Things to do:
a) In the piece on government surveillance, which role is given for Catherine De Bolle?
b) Copy word for word the part of the piece on government surveillance starting with "Tuesday, April 23, 2024" and going on through "up for democracy.".

** BEGIN Text section **

Tuesday, April 23, 2024
HomeEuropeWe need more protection from government surveillance — not less

We need more protection from government surveillance — not less

In their opinion piece “The last refuge of the criminal: Encrypted smartphones” (July 26), Catherine De Bolle, executive director of Europol, and Cyrus R. Vance, Jr., district attorney of New York County, made an extraordinary bid to undermine encryption, barely a week after the Pegasus scandal rocked the globe and exposed the perils of government surveillance facilitated by tech companies.

The headline itself will be particularly jarring to the hundreds of journalists and human rights defenders currently in detention all around the world. Their “crime”? Defending the rights of others and standing up for democracy.

In Turkey, to cite one example, many have gone to prison simply for using encrypted messaging services — an act in itself deemed criminal by the authorities. As we saw with Pegasus, Europe is no exception to this trend, with three Hungarian investigative journalists targeted.

** END Text section **
** BEGIN Data section **

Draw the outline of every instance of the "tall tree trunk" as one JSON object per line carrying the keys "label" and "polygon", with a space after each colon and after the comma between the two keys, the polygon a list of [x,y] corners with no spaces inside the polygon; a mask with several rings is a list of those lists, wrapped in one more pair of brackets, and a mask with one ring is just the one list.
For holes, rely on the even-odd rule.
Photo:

** END Data section **

Results for the exercise:
a) Executive director of Europol

b)
Tuesday, April 23, 2024
HomeEuropeWe need more protection from government surveillance — not less

We need more protection from government surveillance — not less

In their opinion piece “The last refuge of the criminal: Encrypted smartphones” (July 26), Catherine De Bolle, executive director of Europol, and Cyrus R. Vance, Jr., district attorney of New York County, made an extraordinary bid to undermine encryption, barely a week after the Pegasus scandal rocked the globe and exposed the perils of government surveillance facilitated by tech companies.

The headline itself will be particularly jarring to the hundreds of journalists and human rights defenders currently in detention all around the world. Their “crime”? Defending the rights of others and standing up for democracy.